--- start of PAGE EXTRACT ---

2. Description of the Related Art
A power relay is disclosed in German Published Application 29 12 800 A1 which include a card-shaped slide for operating a contact spring. The slide has an end edge lying parallel to the surface of the contact spring that contacts and pushes against the broad side of a contact spring for actuating the middle contact spring. The contact spring is thus uniformly pivoted about its attachment location.
In power relays having contact springs, the leaf spring material which forms the contact springs must have an adequate cross section to be able to carry the switching current without unwanted overheating. One problem is that a larger spring cross section has a high spring modulus and, thus, is quite stiff. In order to actuate such a stiff spring, particularly a spring of a predetermined length, a larger magnetic system is required. Such larger magnetic system requires a corresponding increase in the switching current, which in turn requires an increase in the spring cross section so that the armature may reliably switch the spring. Therefore, the tendency is to increase the size of the relay as well as the current consumed thereby.
It is universally desired to miniaturized power relays. However, there are limits on miniaturization imposed by the enlargement of the magnetic system and the increase in the spring lengths for the reasons just described.
It is an object of the present invention to reliably switch a power relay having a prescribed spring cross section and predetermined dimensions of spring length and of the magnetic system.
This and other objects and advantages of the invention are achieved in a relay having a slide which pushes against the broad side of the leaf spring only eccentrically in an edge region of the leaf spring.
As a result of the inventive arrangement of the present device, a leaf spring is asymmetrically actuated so that torsional forces are exerted on the spring during the switching event. Such asymmetrical actuation results in a lower effective spring modulus for a spring of a certain length and cross-sectional area. Compared to a system having a slide which pushes uniformly over the width of the spring, the present device thus may utilize a weaker and smaller magnetic system while nevertheless reliably switching the contact spring. Alternately, given the use of a magnetic system of the same size as in the known relays, less power is drawn by the magnetic system and a magnetic system which is thus more sensitive may be used and driven in an electrically more efficient way. More liberal manufacturing tolerances are also permitted, which results in less expensive manufacturing requirements. As a result of the torsional motion of the spring, the resistance to contact consumption is increased and a larger contact opening is enabled. A further advantage of utilizing torsional motion is that fused contacts are more easily separated. The separation of fused contacts by torsional motion is generally known from European Patent Application 0 326 116 A1.
To further intensify the action of the spring torsion, according to a development of the invention, the contact piece of the contact spring is offset relative to the center axis of the contact spring in a direction away from the actuation location by the slide.
The shape of the slide, in a preferred embodiment, is that of a card or plate having one end facing toward the leaf spring which is formed in an approximately U-shape whereby the two outside legs of the U-shaped end engage into guide cutouts, or notches, in both edge regions of the leaf spring. The center part of the U-shaped slide end pushes the leaf spring only at one side. In an expedient arrangement, the middle portion of the U-shaped slide includes a short actuation section extending parallel to the surface of the leaf spring adjacent one of the outside legs. An edge section which is free of the leaf spring, such as by being cut away from the leaf spring, follows the short actuation section.

--- end of PAGE EXTRACT ---

**SHORT PROBLEM**:
Pick up the power relay text after its final sentence and continue it.

--- start of DATA ROWS ---

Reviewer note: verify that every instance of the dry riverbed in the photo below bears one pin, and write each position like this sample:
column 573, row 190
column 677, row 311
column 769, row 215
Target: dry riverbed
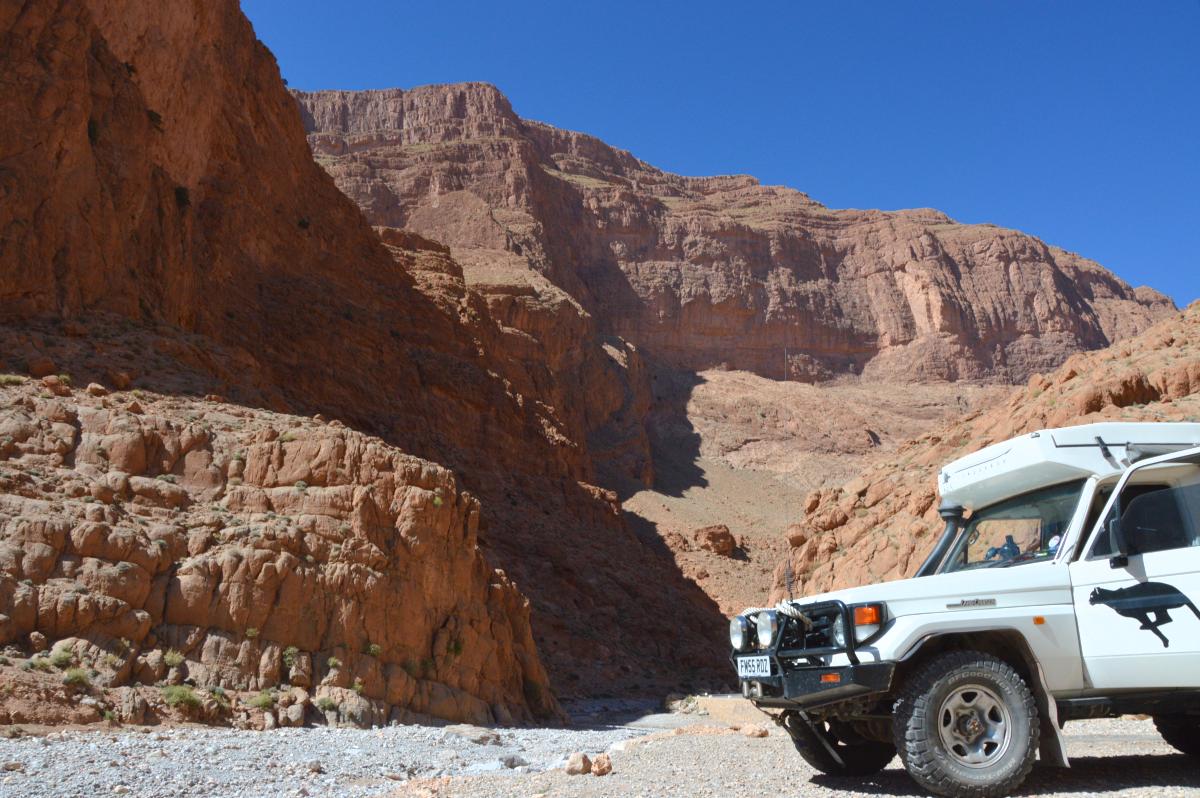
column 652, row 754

--- end of DATA ROWS ---

**ANSWER FOR THE TASK**:
The invention shall be set forth in greater detail below with reference to an exemplary embodiment shown in the drawings, wherein:
FIG. 1 is a side elevational view, partially in cross section, of a relay according to the principles of the present invention;
FIG. 2 is a cross section along line II--II of the relay of FIG. 1; and
FIG. 3 is a longitudinal cross section generally along line III--III of the relay of FIG. 1.
A relay is shown in FIGS. 1-3 which includes a base member 1 having a bottom part 2 and an essentially perpendicular partition 3 with which a magnetic system space 4 is separated from a contact space 5 in the relay. The magnetic system includes a coil 6, a yoke 7, and an armature 8 in the armature system space. The switch motion of the armature 8 is transmitted to a contact spring, or movable contact, 10 through a slide 9, which will be described in greater detail hereinbelow. The contact spring 10 includes a contact element 10c which works together with a stationary cooperating contact 11 (FIG. 1) or 11' (FIG. 2) having a contact element 11c for selective transmission of electrical energy. The contact spring 10 and the stationary cooperating contact 11 or 11', respectively, are located in the contact space of the relay.
The illustrated example of FIG. 1 is a break-contact relay. Of course, a make-contact relay, as shown in FIG. 2, or a switch-over contact relay may be formed using the same principles by providing a different arrangement of the cooperating contact element relative to the contact spring.
The contact spring 10 is provided with a spring carrier 12 which is plugged into a receptacle slot 13 in the base member 1 proceeding from outside the contact space. The spring carrier 12 is fixed in the base member by a tab 14 clamped in the slot 13 and is also anchored by staggering of a male fastening member 14a projecting from said tab 14. The cooperating contact element 11 is plugged into a corresponding receptacle slot 15 in the base member 1 and is anchored by a tab 16. The contact spring 10 and the cooperating contact element 11, thus, each extend essentially perpendicular from the floor of the base member 1 and lie generally parallel to one another with their contacting regions overlapping one another. Insofar as the respective mutual distance from the terminal parts allows, the contact spring 10 and the cooperating contact element 11 extends over a large part of the width of the relay. Thus, the contact element 11 and the contact spring 10 are of a relatively large cross section for carrying high currents. Therefore, the present relay is particularly suited for use as a power relay.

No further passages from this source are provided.